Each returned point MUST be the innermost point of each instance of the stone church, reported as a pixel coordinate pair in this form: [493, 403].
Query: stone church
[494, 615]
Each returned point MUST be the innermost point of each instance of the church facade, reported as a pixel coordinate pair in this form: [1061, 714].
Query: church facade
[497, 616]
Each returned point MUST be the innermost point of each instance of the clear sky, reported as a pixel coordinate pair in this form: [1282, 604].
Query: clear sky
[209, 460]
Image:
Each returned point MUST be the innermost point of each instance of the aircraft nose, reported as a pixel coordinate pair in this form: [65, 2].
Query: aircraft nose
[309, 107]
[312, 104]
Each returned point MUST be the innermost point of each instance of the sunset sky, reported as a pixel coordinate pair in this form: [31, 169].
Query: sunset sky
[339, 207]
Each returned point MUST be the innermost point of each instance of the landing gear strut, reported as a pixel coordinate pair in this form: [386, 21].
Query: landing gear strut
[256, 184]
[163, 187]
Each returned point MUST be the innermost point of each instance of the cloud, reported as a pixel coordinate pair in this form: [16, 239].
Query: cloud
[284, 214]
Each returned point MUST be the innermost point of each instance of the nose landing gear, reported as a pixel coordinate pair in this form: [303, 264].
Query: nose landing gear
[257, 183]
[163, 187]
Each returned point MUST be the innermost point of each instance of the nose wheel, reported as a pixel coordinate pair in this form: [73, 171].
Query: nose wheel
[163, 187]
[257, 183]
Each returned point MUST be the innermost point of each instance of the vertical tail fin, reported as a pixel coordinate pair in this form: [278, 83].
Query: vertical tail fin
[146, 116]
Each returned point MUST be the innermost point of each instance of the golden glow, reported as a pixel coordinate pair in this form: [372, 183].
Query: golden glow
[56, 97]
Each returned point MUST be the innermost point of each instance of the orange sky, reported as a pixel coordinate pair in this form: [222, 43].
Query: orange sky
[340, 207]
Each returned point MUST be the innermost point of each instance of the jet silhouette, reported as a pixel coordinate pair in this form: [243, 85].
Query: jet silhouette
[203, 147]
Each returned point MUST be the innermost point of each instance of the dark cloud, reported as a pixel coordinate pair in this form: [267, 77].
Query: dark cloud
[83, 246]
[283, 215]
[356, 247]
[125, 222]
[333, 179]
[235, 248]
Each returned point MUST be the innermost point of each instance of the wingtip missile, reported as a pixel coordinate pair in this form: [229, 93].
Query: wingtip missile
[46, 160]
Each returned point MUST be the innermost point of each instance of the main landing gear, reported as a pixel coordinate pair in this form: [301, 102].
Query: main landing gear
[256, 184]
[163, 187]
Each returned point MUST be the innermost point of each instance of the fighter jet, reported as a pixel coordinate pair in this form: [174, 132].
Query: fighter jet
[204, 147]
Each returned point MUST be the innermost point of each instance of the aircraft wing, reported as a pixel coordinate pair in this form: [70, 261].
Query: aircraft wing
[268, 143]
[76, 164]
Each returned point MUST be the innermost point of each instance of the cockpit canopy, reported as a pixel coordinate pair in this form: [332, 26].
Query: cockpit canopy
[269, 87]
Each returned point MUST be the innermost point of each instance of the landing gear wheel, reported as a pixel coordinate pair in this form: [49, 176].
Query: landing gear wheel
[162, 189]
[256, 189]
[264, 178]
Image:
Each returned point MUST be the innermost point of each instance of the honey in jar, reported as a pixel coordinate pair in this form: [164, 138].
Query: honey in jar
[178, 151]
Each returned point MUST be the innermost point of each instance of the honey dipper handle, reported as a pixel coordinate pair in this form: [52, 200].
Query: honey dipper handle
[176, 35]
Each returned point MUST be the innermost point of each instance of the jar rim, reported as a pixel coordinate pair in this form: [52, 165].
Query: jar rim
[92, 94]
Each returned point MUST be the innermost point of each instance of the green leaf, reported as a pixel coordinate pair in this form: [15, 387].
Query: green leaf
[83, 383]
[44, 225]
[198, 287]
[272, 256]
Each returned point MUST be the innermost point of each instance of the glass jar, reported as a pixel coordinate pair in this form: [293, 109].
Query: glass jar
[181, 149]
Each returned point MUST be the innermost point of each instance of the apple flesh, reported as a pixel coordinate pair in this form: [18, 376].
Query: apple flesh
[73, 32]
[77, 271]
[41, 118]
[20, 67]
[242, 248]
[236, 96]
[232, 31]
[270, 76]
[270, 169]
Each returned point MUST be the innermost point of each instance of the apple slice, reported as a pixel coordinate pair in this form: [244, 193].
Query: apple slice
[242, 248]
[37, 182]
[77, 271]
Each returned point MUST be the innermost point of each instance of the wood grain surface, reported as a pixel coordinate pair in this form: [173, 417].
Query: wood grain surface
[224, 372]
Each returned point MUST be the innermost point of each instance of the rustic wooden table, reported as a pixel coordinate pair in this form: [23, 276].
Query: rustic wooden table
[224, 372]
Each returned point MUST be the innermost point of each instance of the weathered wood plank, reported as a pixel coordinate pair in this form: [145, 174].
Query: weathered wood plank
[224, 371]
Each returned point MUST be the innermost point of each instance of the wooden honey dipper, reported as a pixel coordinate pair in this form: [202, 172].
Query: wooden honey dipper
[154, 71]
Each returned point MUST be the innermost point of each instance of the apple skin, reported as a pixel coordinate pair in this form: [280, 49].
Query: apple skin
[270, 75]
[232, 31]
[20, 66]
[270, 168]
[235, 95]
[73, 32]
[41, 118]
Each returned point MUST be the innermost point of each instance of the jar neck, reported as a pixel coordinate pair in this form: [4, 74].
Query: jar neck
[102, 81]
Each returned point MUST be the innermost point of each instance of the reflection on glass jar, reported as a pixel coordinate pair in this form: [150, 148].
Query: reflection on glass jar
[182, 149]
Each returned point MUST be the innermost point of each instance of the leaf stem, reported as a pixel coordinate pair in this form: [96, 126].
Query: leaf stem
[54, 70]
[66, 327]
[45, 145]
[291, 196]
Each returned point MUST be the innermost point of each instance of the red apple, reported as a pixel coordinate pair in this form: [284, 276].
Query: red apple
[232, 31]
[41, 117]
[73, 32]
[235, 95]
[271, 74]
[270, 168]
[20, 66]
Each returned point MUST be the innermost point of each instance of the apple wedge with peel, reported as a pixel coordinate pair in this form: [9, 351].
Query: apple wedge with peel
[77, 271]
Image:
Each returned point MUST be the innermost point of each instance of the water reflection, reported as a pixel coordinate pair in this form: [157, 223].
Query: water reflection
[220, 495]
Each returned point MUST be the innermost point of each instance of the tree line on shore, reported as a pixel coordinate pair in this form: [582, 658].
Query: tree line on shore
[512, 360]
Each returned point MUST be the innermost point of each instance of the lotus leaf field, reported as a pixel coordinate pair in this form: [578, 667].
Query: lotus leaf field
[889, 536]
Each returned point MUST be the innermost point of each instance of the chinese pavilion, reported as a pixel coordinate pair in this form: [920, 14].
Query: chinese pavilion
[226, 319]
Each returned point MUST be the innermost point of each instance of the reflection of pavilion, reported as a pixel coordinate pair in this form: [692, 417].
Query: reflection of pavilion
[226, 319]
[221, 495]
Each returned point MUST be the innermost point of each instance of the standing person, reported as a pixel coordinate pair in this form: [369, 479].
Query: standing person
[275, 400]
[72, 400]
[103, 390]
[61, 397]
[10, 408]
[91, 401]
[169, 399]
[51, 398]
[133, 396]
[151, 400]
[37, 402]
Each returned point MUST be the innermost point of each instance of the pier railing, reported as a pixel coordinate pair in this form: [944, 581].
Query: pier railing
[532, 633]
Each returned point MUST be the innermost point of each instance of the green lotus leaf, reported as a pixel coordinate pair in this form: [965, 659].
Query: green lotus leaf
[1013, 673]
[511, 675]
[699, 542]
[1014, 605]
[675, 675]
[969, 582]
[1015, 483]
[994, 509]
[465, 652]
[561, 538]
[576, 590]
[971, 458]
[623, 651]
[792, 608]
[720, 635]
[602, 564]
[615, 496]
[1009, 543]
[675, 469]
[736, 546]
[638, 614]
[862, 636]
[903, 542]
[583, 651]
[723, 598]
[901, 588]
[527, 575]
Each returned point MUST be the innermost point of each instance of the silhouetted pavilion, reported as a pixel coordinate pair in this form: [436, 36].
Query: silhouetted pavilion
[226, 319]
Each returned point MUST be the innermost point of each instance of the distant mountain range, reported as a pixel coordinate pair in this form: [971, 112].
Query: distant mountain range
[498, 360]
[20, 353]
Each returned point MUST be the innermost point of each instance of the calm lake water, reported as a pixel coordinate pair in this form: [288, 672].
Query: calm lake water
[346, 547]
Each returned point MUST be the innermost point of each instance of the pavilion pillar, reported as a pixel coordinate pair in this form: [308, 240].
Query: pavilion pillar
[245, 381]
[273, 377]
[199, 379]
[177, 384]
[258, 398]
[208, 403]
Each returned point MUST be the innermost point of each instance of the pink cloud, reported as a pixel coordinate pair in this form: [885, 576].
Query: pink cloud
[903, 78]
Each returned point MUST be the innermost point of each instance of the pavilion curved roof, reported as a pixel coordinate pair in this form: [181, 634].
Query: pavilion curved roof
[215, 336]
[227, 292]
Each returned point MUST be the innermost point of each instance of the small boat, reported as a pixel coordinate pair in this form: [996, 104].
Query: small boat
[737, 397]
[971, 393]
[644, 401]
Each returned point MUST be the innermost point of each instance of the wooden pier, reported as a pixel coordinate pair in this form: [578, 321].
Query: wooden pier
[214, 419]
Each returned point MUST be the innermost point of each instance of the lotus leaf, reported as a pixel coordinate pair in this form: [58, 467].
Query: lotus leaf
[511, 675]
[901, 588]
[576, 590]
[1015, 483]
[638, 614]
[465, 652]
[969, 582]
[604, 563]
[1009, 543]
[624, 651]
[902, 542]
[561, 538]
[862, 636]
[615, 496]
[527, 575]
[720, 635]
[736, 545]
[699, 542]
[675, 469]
▬▬▬▬▬▬▬▬▬▬
— Your task —
Take the listing above and repeat exactly the lines from the one containing "Query: cloud" through the one containing "form: [278, 83].", both included.

— Solved exercise —
Query: cloud
[284, 214]
Each returned point MUST be the innermost point of each instance of the nose landing gear, reported as a pixel coordinate pair in this form: [303, 264].
Query: nose landing gear
[257, 183]
[163, 187]
Each returned point MUST be the innermost point of each instance of the nose wheel, reported as a pixel coordinate pair in this form: [73, 171].
Query: nose wheel
[163, 187]
[257, 183]
Each returned point MUST be the innermost point of each instance of the vertical tail fin, reported as a pixel coordinate pair in this form: [278, 83].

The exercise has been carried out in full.